§ **Listed entries**:

※ ※ ※

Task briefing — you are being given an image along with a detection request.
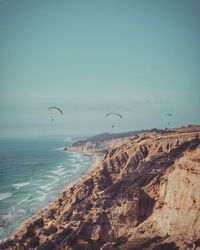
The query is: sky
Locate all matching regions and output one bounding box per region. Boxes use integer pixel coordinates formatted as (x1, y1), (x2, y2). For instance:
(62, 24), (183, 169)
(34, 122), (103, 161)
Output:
(0, 0), (200, 136)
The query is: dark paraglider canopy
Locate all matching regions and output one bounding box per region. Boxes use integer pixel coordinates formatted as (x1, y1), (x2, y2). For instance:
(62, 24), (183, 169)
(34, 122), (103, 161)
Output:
(48, 106), (63, 115)
(105, 112), (123, 119)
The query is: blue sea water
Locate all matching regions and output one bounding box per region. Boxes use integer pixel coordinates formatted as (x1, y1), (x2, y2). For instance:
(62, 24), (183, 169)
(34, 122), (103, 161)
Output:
(0, 137), (91, 240)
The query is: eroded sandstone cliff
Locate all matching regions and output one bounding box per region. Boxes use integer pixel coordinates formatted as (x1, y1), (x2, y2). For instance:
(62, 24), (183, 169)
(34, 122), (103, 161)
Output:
(0, 126), (200, 250)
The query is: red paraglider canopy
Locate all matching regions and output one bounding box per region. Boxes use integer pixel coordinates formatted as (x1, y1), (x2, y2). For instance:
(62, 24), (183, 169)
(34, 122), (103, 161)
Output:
(48, 106), (63, 115)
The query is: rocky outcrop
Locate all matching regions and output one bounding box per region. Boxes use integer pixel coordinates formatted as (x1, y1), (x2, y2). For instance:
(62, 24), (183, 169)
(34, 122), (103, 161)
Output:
(1, 126), (200, 250)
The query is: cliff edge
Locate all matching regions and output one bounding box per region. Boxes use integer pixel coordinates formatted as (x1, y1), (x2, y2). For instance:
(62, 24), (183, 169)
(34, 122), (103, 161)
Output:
(0, 126), (200, 250)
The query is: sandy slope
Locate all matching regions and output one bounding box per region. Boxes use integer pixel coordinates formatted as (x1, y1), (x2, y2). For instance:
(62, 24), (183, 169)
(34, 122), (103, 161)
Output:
(0, 126), (200, 250)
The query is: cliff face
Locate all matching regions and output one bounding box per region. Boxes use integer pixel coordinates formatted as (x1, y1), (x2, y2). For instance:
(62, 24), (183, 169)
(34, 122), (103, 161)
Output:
(1, 126), (200, 250)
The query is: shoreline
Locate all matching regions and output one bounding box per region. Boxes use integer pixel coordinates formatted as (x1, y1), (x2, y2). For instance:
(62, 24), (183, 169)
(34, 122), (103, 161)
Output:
(6, 149), (104, 244)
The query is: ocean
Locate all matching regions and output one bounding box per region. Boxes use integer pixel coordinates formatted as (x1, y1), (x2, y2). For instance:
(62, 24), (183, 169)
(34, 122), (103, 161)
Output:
(0, 137), (92, 240)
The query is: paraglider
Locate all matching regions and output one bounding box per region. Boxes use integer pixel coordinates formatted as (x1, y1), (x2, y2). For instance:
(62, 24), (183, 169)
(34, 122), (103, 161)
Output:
(48, 106), (63, 115)
(105, 112), (122, 119)
(48, 106), (63, 122)
(105, 112), (123, 129)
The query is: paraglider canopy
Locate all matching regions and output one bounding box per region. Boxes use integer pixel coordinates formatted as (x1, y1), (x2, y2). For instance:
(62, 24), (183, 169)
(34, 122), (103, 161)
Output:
(48, 106), (63, 115)
(105, 112), (122, 119)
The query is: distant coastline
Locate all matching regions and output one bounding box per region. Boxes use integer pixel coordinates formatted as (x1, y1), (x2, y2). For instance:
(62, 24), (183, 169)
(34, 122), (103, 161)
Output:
(0, 126), (200, 250)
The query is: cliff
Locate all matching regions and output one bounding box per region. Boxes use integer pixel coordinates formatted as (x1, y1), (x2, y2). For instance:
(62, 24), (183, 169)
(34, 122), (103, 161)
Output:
(0, 126), (200, 250)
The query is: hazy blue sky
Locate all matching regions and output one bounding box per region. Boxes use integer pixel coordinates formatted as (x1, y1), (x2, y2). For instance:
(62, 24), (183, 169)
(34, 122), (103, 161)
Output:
(0, 0), (200, 136)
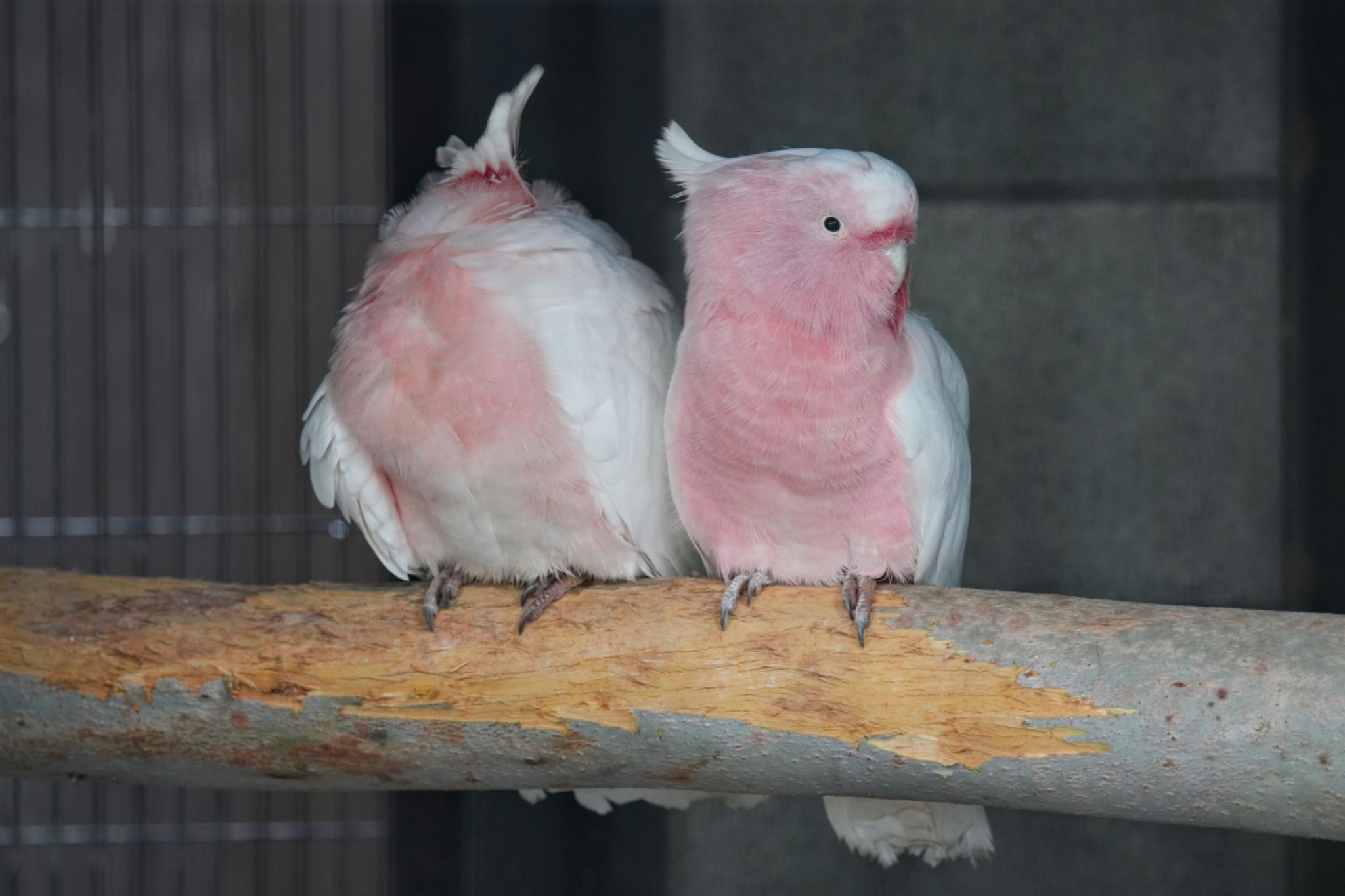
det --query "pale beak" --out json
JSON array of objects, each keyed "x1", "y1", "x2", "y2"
[{"x1": 882, "y1": 240, "x2": 906, "y2": 285}]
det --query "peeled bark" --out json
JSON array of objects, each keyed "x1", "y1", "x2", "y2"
[{"x1": 0, "y1": 570, "x2": 1345, "y2": 838}]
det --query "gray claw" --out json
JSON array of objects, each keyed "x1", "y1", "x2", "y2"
[
  {"x1": 720, "y1": 572, "x2": 771, "y2": 630},
  {"x1": 841, "y1": 575, "x2": 878, "y2": 647},
  {"x1": 748, "y1": 572, "x2": 771, "y2": 607},
  {"x1": 421, "y1": 572, "x2": 463, "y2": 631},
  {"x1": 720, "y1": 572, "x2": 748, "y2": 631},
  {"x1": 518, "y1": 603, "x2": 540, "y2": 634},
  {"x1": 518, "y1": 575, "x2": 581, "y2": 634}
]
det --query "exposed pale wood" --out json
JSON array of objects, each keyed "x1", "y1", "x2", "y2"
[{"x1": 0, "y1": 571, "x2": 1345, "y2": 836}]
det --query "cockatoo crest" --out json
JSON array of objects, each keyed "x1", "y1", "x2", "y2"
[
  {"x1": 435, "y1": 66, "x2": 542, "y2": 182},
  {"x1": 653, "y1": 121, "x2": 733, "y2": 192}
]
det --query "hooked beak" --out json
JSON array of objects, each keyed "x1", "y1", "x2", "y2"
[{"x1": 882, "y1": 239, "x2": 906, "y2": 285}]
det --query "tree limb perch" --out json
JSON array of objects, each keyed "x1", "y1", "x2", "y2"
[{"x1": 0, "y1": 570, "x2": 1345, "y2": 840}]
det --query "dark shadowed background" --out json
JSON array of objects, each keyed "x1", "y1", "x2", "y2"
[{"x1": 0, "y1": 0, "x2": 1345, "y2": 896}]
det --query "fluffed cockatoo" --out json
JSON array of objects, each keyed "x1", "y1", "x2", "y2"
[
  {"x1": 300, "y1": 66, "x2": 695, "y2": 633},
  {"x1": 657, "y1": 123, "x2": 991, "y2": 865}
]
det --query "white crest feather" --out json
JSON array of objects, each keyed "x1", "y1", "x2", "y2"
[
  {"x1": 435, "y1": 66, "x2": 542, "y2": 177},
  {"x1": 653, "y1": 121, "x2": 729, "y2": 191}
]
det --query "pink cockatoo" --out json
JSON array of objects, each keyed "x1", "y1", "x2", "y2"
[
  {"x1": 657, "y1": 122, "x2": 991, "y2": 864},
  {"x1": 301, "y1": 67, "x2": 695, "y2": 633}
]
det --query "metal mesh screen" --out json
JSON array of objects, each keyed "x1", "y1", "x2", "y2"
[{"x1": 0, "y1": 0, "x2": 387, "y2": 895}]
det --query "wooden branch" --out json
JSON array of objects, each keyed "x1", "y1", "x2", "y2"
[{"x1": 0, "y1": 570, "x2": 1345, "y2": 838}]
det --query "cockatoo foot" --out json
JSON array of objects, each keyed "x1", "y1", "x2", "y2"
[
  {"x1": 720, "y1": 572, "x2": 771, "y2": 630},
  {"x1": 421, "y1": 571, "x2": 463, "y2": 631},
  {"x1": 518, "y1": 575, "x2": 580, "y2": 634},
  {"x1": 841, "y1": 575, "x2": 878, "y2": 647}
]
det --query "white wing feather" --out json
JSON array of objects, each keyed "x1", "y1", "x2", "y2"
[
  {"x1": 454, "y1": 203, "x2": 698, "y2": 578},
  {"x1": 822, "y1": 314, "x2": 994, "y2": 866},
  {"x1": 894, "y1": 314, "x2": 971, "y2": 586},
  {"x1": 299, "y1": 379, "x2": 424, "y2": 579}
]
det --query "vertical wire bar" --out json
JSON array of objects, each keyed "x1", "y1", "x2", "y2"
[
  {"x1": 209, "y1": 0, "x2": 226, "y2": 896},
  {"x1": 47, "y1": 780, "x2": 64, "y2": 896},
  {"x1": 289, "y1": 0, "x2": 307, "y2": 588},
  {"x1": 252, "y1": 0, "x2": 272, "y2": 896},
  {"x1": 211, "y1": 790, "x2": 229, "y2": 896},
  {"x1": 47, "y1": 0, "x2": 66, "y2": 567},
  {"x1": 5, "y1": 3, "x2": 23, "y2": 566},
  {"x1": 168, "y1": 0, "x2": 187, "y2": 576},
  {"x1": 127, "y1": 0, "x2": 152, "y2": 575},
  {"x1": 131, "y1": 786, "x2": 148, "y2": 893},
  {"x1": 87, "y1": 0, "x2": 109, "y2": 574},
  {"x1": 173, "y1": 787, "x2": 187, "y2": 896},
  {"x1": 332, "y1": 4, "x2": 351, "y2": 586},
  {"x1": 252, "y1": 0, "x2": 272, "y2": 582},
  {"x1": 8, "y1": 778, "x2": 23, "y2": 896},
  {"x1": 89, "y1": 782, "x2": 108, "y2": 896},
  {"x1": 169, "y1": 0, "x2": 188, "y2": 896},
  {"x1": 209, "y1": 0, "x2": 234, "y2": 582}
]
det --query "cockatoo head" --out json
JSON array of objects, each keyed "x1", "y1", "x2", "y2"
[{"x1": 657, "y1": 122, "x2": 919, "y2": 335}]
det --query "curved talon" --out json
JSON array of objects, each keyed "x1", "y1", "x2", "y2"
[
  {"x1": 841, "y1": 575, "x2": 878, "y2": 647},
  {"x1": 748, "y1": 572, "x2": 771, "y2": 607},
  {"x1": 720, "y1": 572, "x2": 748, "y2": 631},
  {"x1": 421, "y1": 572, "x2": 463, "y2": 631},
  {"x1": 518, "y1": 575, "x2": 580, "y2": 634},
  {"x1": 518, "y1": 603, "x2": 542, "y2": 634}
]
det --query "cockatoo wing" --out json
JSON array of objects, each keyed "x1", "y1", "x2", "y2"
[
  {"x1": 823, "y1": 313, "x2": 994, "y2": 866},
  {"x1": 299, "y1": 379, "x2": 425, "y2": 579},
  {"x1": 454, "y1": 205, "x2": 697, "y2": 578},
  {"x1": 893, "y1": 314, "x2": 971, "y2": 586}
]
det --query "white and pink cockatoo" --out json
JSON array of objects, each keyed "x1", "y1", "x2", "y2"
[
  {"x1": 657, "y1": 122, "x2": 992, "y2": 865},
  {"x1": 300, "y1": 66, "x2": 697, "y2": 633}
]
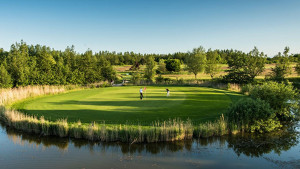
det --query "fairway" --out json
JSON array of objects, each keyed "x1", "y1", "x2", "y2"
[{"x1": 13, "y1": 86, "x2": 242, "y2": 125}]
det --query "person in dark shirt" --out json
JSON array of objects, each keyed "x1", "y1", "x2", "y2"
[{"x1": 140, "y1": 88, "x2": 144, "y2": 100}]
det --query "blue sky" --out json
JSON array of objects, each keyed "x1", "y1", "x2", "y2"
[{"x1": 0, "y1": 0, "x2": 300, "y2": 56}]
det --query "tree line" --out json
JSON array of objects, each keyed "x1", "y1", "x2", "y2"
[{"x1": 0, "y1": 41, "x2": 300, "y2": 88}]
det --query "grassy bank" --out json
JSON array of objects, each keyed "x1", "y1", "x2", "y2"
[{"x1": 0, "y1": 86, "x2": 240, "y2": 143}]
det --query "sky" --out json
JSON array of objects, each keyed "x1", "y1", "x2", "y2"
[{"x1": 0, "y1": 0, "x2": 300, "y2": 57}]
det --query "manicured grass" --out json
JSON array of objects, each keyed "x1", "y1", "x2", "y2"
[{"x1": 13, "y1": 86, "x2": 243, "y2": 125}]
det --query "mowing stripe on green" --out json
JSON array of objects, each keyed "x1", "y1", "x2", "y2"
[{"x1": 13, "y1": 86, "x2": 242, "y2": 125}]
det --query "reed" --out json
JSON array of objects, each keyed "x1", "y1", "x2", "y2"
[{"x1": 0, "y1": 86, "x2": 236, "y2": 143}]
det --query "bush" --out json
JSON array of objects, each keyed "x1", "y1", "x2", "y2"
[
  {"x1": 155, "y1": 74, "x2": 164, "y2": 84},
  {"x1": 166, "y1": 59, "x2": 181, "y2": 72},
  {"x1": 131, "y1": 72, "x2": 141, "y2": 84},
  {"x1": 226, "y1": 98, "x2": 281, "y2": 132},
  {"x1": 248, "y1": 82, "x2": 299, "y2": 122}
]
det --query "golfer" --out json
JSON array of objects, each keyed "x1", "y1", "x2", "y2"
[
  {"x1": 166, "y1": 89, "x2": 170, "y2": 97},
  {"x1": 140, "y1": 88, "x2": 144, "y2": 100}
]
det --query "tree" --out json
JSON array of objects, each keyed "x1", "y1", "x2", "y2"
[
  {"x1": 156, "y1": 59, "x2": 167, "y2": 74},
  {"x1": 269, "y1": 47, "x2": 297, "y2": 82},
  {"x1": 100, "y1": 59, "x2": 116, "y2": 82},
  {"x1": 166, "y1": 59, "x2": 181, "y2": 72},
  {"x1": 186, "y1": 46, "x2": 206, "y2": 79},
  {"x1": 224, "y1": 47, "x2": 266, "y2": 84},
  {"x1": 0, "y1": 64, "x2": 12, "y2": 88},
  {"x1": 295, "y1": 58, "x2": 300, "y2": 75},
  {"x1": 144, "y1": 56, "x2": 155, "y2": 82},
  {"x1": 205, "y1": 50, "x2": 221, "y2": 79}
]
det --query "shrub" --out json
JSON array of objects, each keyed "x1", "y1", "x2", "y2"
[
  {"x1": 166, "y1": 59, "x2": 180, "y2": 72},
  {"x1": 249, "y1": 82, "x2": 299, "y2": 121},
  {"x1": 226, "y1": 98, "x2": 281, "y2": 132},
  {"x1": 131, "y1": 72, "x2": 141, "y2": 84},
  {"x1": 155, "y1": 74, "x2": 164, "y2": 84}
]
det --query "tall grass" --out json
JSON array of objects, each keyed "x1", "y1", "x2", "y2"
[
  {"x1": 0, "y1": 86, "x2": 69, "y2": 106},
  {"x1": 0, "y1": 86, "x2": 233, "y2": 143}
]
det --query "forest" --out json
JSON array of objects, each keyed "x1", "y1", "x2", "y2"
[{"x1": 0, "y1": 41, "x2": 300, "y2": 88}]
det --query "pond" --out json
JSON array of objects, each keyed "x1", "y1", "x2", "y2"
[{"x1": 0, "y1": 121, "x2": 300, "y2": 169}]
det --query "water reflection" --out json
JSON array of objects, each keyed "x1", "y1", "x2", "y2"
[
  {"x1": 1, "y1": 121, "x2": 299, "y2": 157},
  {"x1": 227, "y1": 130, "x2": 299, "y2": 157}
]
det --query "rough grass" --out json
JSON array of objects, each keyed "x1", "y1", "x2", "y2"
[
  {"x1": 13, "y1": 86, "x2": 241, "y2": 125},
  {"x1": 0, "y1": 86, "x2": 244, "y2": 143}
]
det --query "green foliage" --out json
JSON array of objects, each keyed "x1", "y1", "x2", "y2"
[
  {"x1": 268, "y1": 47, "x2": 297, "y2": 82},
  {"x1": 0, "y1": 41, "x2": 117, "y2": 87},
  {"x1": 155, "y1": 74, "x2": 165, "y2": 84},
  {"x1": 144, "y1": 56, "x2": 155, "y2": 82},
  {"x1": 248, "y1": 82, "x2": 299, "y2": 122},
  {"x1": 156, "y1": 59, "x2": 168, "y2": 74},
  {"x1": 100, "y1": 59, "x2": 117, "y2": 82},
  {"x1": 205, "y1": 50, "x2": 221, "y2": 79},
  {"x1": 0, "y1": 65, "x2": 12, "y2": 88},
  {"x1": 166, "y1": 59, "x2": 181, "y2": 72},
  {"x1": 186, "y1": 46, "x2": 206, "y2": 79},
  {"x1": 224, "y1": 47, "x2": 266, "y2": 84},
  {"x1": 226, "y1": 98, "x2": 281, "y2": 132},
  {"x1": 131, "y1": 72, "x2": 141, "y2": 85}
]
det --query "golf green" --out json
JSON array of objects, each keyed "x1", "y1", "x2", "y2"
[{"x1": 13, "y1": 86, "x2": 242, "y2": 125}]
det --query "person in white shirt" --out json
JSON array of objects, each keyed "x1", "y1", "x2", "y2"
[{"x1": 140, "y1": 88, "x2": 144, "y2": 100}]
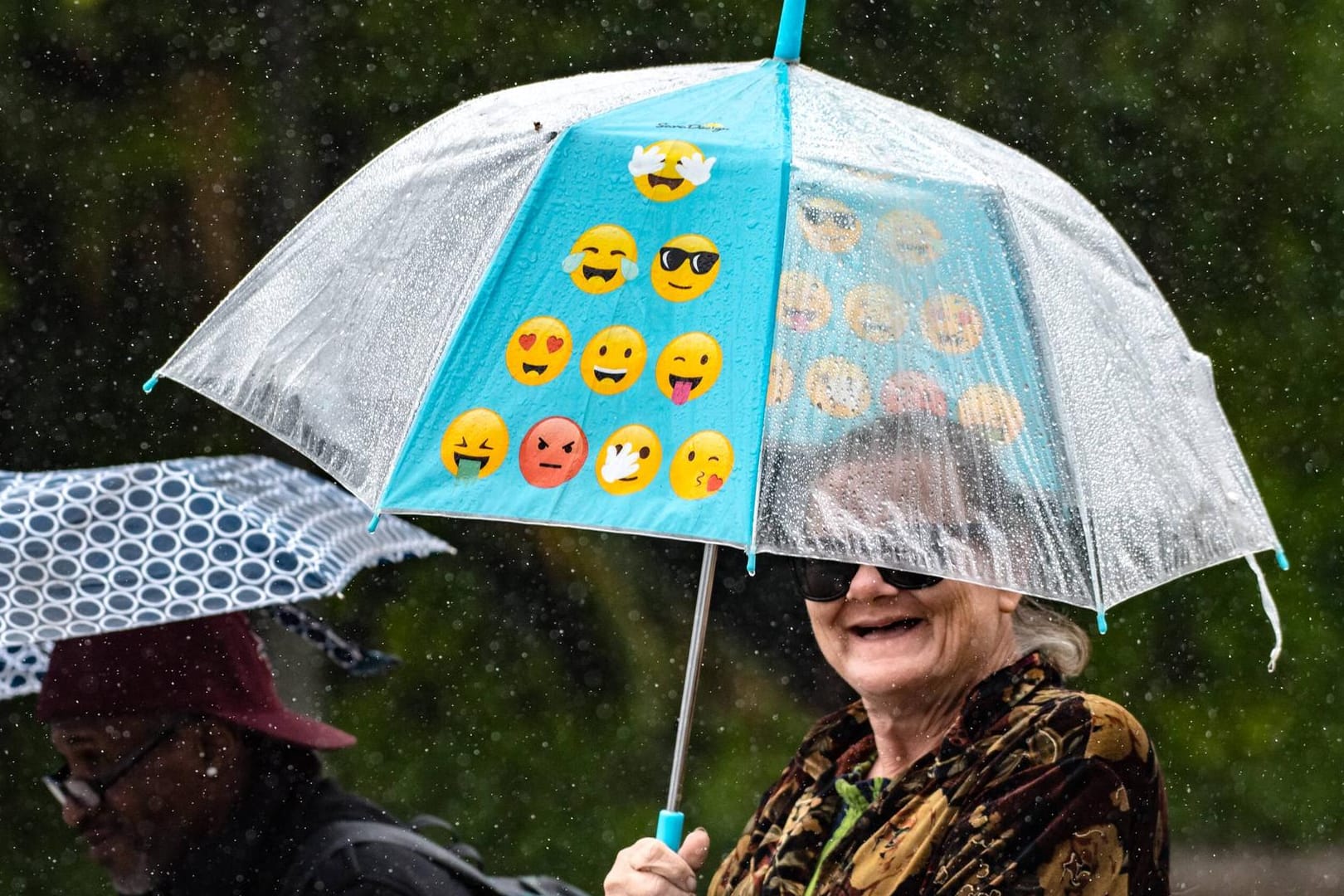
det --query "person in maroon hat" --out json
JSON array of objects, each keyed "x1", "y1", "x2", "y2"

※ ※ ※

§ **Aim**:
Reproduce the data from the line containing "The query is: eroded sandstone cliff" up to and including the line containing "(0, 137), (92, 240)", substituting "For example" for every "For instance" and leaving all else unchanged.

§ **Exercise solution**:
The query is: eroded sandstone cliff
Locate all matching regions and output one bounding box per region. Boxes use integer pixel coordinates formatted as (x1, y1), (x2, y2). For example:
(62, 24), (183, 169)
(34, 122), (103, 161)
Output:
(0, 126), (200, 250)
The query is: red paraglider canopy
Locate all matching regions and output one bounding box per region. Boxes use integer pixel coordinates formatted as (x1, y1), (x2, y2). For example:
(62, 24), (183, 169)
(34, 122), (103, 161)
Output:
(48, 106), (63, 115)
The query is: rocky outcrop
Locate all matching regions and output one bounding box per region. Boxes use integer pixel coordinates formatted as (x1, y1), (x2, y2). For example:
(62, 24), (183, 169)
(34, 122), (103, 161)
Output:
(1, 126), (200, 250)
The query is: cliff edge
Locate all matching regions and output one bounding box per region. Boxes use integer pixel coordinates formatted as (x1, y1), (x2, y2). For example:
(62, 24), (183, 169)
(34, 122), (103, 161)
Output:
(0, 126), (200, 250)
The query is: sandy slope
Locate all matching regions and output one bounding box per region. Boxes use integer pixel coordinates formatted as (x1, y1), (x2, y2). For example:
(62, 24), (183, 169)
(34, 122), (103, 161)
Output:
(0, 126), (200, 250)
The query is: cliff face
Locate all matching regions and output one bounding box per region. Boxes use integer pixel coordinates formatted as (x1, y1), (x2, y2). For example:
(62, 24), (183, 169)
(34, 122), (103, 161)
Output:
(1, 126), (200, 250)
The query is: shoreline
Locate all matching regions and output one bounding box per region. Boxes use integer pixel coordinates formatted as (x1, y1), (x2, y2). For example:
(62, 24), (183, 169)
(34, 122), (103, 161)
Output:
(6, 149), (104, 244)
The query is: ocean
Locate all matching regions and output one bounding box per region. Boxes use integer pixel coordinates formatted as (x1, y1), (x2, y2). For example:
(62, 24), (183, 169)
(34, 122), (103, 161)
Output:
(0, 137), (92, 240)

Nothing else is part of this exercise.